<<<<

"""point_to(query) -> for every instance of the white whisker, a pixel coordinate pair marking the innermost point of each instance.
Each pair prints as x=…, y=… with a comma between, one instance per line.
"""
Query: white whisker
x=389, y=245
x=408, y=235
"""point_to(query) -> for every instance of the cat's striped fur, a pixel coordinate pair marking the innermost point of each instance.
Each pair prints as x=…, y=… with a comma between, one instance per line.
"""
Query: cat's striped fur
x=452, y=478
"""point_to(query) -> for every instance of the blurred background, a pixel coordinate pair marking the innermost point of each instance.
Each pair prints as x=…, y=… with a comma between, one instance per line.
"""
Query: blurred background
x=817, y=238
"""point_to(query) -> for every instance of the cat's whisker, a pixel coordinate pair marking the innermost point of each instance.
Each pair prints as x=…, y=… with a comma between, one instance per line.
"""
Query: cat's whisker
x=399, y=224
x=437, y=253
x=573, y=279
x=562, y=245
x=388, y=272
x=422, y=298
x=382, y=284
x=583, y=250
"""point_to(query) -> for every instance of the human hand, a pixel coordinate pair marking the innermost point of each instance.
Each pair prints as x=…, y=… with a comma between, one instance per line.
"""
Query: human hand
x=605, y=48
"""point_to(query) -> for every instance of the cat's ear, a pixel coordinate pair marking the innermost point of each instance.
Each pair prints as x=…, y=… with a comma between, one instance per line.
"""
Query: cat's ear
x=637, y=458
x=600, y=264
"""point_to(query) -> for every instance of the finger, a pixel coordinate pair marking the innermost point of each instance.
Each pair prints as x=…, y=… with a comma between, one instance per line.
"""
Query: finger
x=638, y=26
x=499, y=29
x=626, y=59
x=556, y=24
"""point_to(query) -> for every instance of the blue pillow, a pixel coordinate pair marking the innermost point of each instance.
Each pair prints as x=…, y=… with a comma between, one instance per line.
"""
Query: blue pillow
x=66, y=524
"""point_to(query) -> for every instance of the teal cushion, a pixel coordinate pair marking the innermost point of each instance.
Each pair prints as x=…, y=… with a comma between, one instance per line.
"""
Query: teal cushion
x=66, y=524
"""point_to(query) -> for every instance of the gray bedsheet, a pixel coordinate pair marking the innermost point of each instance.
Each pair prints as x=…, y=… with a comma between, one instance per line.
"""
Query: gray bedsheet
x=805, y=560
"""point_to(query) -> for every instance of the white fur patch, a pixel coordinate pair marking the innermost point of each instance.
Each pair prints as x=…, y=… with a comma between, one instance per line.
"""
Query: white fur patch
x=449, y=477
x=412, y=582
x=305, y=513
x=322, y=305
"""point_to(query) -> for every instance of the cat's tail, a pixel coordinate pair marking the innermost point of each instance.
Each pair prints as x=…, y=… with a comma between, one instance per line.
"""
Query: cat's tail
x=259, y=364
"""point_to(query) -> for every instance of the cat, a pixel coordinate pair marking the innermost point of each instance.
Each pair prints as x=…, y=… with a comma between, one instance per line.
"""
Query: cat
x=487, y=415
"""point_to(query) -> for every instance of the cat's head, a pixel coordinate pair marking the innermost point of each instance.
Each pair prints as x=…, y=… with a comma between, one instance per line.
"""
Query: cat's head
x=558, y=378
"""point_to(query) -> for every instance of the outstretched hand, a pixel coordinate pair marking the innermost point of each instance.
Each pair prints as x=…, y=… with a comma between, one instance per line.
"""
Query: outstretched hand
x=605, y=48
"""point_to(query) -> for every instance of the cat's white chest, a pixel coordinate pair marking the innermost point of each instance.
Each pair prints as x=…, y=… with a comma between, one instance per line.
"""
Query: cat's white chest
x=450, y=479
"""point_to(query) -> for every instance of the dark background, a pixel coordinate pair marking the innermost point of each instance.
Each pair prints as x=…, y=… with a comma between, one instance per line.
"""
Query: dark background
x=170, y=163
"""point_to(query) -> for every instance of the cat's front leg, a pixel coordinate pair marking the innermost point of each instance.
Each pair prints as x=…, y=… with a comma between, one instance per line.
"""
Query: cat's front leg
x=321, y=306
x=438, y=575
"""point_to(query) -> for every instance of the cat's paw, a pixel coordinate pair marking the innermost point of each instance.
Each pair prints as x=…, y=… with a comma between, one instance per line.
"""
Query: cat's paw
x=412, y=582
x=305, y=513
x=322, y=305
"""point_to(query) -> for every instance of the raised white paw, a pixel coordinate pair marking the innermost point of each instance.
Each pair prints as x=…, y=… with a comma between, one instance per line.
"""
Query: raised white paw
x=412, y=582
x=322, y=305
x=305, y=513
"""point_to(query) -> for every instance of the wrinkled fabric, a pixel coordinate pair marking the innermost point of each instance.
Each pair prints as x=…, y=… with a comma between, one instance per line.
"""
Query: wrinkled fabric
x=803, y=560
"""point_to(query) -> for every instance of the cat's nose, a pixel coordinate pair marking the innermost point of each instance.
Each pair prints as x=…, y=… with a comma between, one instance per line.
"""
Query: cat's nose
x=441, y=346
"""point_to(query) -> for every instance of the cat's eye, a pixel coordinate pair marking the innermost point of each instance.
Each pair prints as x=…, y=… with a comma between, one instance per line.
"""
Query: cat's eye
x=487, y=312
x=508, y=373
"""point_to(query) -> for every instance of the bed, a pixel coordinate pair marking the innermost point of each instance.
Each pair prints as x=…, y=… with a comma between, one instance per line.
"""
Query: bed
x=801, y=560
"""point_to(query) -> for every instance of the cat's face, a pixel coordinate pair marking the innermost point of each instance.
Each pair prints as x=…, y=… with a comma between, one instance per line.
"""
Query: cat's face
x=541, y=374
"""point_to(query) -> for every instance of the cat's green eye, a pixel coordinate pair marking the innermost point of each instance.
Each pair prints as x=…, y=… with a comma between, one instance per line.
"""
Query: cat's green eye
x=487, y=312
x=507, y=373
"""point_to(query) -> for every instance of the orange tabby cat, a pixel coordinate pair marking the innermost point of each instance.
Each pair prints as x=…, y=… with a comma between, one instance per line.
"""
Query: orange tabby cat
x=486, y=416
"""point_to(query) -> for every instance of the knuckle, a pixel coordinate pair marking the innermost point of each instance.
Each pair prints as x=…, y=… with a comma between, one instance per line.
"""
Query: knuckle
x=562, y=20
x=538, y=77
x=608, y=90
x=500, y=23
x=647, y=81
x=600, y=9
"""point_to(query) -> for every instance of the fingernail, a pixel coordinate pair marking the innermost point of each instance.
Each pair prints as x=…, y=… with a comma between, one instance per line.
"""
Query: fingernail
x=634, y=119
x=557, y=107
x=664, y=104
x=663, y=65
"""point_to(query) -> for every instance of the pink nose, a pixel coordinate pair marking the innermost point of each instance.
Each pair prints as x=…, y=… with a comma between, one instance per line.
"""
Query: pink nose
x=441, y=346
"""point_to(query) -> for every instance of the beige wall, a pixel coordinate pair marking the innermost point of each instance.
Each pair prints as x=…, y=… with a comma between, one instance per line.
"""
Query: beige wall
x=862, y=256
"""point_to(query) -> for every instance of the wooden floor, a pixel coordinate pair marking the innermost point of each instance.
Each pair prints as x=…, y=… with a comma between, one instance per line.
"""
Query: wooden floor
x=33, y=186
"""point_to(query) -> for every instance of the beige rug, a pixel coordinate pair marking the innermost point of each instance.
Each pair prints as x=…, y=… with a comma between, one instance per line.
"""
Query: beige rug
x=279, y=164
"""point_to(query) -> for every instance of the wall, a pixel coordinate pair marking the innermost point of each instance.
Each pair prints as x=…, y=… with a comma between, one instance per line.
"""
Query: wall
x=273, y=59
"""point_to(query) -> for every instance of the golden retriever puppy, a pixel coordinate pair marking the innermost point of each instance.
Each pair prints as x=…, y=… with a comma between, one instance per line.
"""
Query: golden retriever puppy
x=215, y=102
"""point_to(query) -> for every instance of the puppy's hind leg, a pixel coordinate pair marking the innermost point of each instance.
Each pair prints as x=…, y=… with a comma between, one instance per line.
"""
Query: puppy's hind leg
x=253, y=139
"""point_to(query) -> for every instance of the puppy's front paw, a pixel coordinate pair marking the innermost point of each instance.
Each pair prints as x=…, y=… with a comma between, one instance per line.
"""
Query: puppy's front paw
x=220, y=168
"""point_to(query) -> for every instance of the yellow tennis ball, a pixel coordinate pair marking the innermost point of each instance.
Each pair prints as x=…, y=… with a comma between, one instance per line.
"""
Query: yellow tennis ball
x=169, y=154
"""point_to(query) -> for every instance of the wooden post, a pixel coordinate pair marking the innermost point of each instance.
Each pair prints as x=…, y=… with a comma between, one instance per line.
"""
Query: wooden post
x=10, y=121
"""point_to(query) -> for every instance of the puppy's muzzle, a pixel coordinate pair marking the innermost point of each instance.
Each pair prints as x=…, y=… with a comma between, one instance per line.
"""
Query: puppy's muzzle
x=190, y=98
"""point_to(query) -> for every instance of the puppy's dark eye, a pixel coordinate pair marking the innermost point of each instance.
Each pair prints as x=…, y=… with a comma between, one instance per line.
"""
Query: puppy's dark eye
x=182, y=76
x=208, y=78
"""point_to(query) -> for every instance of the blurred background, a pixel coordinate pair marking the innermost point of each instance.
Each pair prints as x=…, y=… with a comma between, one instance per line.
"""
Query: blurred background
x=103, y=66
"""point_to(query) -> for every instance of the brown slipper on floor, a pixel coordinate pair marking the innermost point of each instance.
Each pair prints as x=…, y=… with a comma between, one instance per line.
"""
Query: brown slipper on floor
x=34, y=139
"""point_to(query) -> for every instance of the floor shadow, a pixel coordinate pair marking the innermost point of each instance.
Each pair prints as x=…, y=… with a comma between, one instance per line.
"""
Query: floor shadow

>>>>

### EXERCISE DIRECTIONS
Copy out word for word the lines of the entries above, from the line with "the cat's green" up to and including the line with "x=507, y=373".

### TASK RESPONSE
"""point_to(query) -> for every instance of the cat's green eye, a pixel coordinate pair marking the innermost point of each instance.
Each pair prints as x=…, y=… with a comma between, one instance per line.
"""
Query: cat's green eye
x=487, y=312
x=507, y=373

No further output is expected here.